Produce an exact copy of the lines from the line containing "the black fender" through the last line of the entries below, and only those lines.

## Begin Given records

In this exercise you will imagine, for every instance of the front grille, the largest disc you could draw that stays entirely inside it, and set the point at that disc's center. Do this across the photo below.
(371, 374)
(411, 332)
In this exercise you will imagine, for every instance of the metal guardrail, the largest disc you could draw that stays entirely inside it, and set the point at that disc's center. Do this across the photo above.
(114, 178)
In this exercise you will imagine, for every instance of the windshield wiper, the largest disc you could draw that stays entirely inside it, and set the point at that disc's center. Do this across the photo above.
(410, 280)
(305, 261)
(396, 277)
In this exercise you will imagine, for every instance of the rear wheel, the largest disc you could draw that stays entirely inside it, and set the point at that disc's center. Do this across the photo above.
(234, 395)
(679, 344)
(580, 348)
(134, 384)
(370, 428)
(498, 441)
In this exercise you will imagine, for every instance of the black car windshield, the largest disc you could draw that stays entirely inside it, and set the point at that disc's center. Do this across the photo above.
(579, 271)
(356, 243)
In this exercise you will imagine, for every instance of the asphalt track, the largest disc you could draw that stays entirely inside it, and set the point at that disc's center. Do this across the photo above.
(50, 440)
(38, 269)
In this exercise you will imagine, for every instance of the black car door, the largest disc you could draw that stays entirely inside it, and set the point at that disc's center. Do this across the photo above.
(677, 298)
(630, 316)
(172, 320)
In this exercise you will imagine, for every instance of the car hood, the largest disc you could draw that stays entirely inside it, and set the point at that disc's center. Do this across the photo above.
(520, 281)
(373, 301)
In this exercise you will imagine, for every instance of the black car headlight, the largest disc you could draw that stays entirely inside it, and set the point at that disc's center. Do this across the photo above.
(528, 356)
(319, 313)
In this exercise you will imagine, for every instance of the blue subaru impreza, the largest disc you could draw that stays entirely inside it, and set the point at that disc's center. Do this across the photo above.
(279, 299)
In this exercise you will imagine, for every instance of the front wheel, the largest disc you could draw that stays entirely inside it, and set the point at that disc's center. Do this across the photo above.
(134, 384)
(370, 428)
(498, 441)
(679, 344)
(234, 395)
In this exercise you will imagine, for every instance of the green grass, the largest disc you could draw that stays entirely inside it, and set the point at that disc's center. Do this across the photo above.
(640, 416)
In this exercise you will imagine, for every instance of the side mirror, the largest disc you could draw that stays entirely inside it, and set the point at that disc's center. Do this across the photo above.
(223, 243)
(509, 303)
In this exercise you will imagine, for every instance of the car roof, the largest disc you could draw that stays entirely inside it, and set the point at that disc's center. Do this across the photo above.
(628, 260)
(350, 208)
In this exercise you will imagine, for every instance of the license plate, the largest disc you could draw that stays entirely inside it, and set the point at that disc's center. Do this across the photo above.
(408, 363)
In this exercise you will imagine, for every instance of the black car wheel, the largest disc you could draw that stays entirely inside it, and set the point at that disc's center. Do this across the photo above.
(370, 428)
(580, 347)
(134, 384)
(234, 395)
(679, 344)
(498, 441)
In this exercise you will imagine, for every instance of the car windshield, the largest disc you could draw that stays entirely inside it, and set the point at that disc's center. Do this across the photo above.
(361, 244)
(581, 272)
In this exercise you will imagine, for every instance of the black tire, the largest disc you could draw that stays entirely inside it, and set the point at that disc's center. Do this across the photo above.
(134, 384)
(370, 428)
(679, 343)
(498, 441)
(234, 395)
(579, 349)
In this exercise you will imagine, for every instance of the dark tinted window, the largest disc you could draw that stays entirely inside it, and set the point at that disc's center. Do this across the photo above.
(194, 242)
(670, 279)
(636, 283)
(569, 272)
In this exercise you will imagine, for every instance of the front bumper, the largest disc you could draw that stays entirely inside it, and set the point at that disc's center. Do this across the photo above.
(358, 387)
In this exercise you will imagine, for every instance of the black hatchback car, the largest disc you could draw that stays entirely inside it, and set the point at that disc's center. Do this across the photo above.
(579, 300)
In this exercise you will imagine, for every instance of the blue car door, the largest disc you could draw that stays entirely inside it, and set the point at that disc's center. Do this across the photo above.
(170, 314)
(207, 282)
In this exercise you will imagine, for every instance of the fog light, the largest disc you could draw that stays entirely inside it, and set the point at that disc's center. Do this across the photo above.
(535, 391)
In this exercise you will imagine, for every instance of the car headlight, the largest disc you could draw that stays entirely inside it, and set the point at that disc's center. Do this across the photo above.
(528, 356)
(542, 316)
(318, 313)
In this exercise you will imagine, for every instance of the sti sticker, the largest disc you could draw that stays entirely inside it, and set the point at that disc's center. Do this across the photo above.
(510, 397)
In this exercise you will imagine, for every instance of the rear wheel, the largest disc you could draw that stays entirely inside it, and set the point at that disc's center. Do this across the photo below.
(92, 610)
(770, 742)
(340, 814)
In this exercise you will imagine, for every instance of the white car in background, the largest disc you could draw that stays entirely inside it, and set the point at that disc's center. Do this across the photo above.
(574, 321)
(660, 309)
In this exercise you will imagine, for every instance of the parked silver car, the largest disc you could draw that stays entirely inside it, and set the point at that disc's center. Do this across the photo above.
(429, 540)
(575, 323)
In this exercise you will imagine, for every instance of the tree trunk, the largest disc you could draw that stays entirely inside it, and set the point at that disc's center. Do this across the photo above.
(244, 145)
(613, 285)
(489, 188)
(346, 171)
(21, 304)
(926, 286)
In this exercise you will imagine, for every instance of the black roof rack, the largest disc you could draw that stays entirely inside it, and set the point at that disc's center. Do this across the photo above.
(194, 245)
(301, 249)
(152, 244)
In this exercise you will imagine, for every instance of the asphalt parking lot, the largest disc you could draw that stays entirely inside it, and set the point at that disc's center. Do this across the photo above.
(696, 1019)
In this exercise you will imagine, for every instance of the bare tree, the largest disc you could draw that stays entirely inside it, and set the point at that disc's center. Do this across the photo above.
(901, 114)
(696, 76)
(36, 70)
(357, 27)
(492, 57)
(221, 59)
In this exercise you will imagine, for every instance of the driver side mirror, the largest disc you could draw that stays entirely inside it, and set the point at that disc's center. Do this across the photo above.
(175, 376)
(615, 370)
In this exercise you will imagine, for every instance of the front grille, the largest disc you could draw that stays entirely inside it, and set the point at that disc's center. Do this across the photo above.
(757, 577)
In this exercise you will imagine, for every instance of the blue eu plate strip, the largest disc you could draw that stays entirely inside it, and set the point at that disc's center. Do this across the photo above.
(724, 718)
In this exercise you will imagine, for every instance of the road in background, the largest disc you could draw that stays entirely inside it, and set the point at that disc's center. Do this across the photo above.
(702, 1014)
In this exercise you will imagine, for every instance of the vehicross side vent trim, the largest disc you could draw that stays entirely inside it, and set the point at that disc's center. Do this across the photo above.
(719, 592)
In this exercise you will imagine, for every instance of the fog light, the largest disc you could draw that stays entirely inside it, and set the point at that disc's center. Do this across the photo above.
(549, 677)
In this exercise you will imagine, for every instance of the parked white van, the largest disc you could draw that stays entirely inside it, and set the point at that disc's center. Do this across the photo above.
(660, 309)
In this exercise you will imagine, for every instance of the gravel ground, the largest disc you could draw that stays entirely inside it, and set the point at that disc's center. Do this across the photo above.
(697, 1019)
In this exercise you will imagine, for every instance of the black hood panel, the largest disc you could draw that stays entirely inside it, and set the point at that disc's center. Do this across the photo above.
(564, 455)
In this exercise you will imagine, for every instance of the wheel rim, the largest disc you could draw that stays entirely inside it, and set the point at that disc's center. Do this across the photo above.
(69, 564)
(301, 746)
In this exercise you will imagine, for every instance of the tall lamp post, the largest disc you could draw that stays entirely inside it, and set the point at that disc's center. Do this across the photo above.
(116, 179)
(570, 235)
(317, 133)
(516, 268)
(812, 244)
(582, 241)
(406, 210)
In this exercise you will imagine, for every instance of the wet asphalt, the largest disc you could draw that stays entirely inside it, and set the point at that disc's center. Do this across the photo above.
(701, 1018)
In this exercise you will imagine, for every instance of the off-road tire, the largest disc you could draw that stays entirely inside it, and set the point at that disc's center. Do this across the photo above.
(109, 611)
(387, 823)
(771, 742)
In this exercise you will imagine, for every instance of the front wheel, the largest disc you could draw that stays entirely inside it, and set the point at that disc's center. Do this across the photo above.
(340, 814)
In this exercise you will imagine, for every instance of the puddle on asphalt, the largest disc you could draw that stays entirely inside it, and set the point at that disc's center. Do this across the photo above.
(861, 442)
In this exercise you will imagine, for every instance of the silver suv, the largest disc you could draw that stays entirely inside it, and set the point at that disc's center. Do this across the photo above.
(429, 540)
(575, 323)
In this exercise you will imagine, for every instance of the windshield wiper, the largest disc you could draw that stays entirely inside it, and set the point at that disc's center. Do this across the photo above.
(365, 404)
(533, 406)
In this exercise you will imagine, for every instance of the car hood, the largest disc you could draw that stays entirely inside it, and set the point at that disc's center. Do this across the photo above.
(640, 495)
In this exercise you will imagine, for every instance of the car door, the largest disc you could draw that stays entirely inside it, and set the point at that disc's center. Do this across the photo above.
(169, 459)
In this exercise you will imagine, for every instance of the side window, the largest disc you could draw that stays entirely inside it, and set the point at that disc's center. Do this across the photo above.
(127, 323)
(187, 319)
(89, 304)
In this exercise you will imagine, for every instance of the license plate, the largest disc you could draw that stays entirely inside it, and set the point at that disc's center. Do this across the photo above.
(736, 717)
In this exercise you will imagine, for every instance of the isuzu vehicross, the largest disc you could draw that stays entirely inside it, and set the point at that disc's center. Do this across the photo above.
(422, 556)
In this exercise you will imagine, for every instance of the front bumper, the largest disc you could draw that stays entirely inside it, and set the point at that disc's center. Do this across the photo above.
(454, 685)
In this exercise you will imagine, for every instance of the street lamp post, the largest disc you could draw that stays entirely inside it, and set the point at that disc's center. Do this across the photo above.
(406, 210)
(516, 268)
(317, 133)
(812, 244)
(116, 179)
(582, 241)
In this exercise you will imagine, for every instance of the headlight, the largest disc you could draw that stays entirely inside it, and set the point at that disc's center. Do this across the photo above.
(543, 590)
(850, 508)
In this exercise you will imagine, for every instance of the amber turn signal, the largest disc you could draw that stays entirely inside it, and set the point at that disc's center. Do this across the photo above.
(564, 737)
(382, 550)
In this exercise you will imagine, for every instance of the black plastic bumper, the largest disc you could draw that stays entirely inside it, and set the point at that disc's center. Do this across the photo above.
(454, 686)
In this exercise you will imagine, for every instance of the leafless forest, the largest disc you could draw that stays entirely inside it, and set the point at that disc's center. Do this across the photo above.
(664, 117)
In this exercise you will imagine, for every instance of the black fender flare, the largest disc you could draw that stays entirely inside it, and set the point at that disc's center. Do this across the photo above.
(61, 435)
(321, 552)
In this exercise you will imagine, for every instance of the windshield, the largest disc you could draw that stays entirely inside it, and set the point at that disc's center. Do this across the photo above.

## End Given records

Exercise response:
In this exercise you will imagine, for every instance of the black fender flare, the largest disc you could draw that stays entirely inside it, and set the point at that disc's center. Do this across the photo above.
(61, 435)
(321, 552)
In this exercise you will imagine, for every instance of the windshield, the largest disc you could draw that stays entirely inside it, and set the point at that disc's center. Do this across the photo above.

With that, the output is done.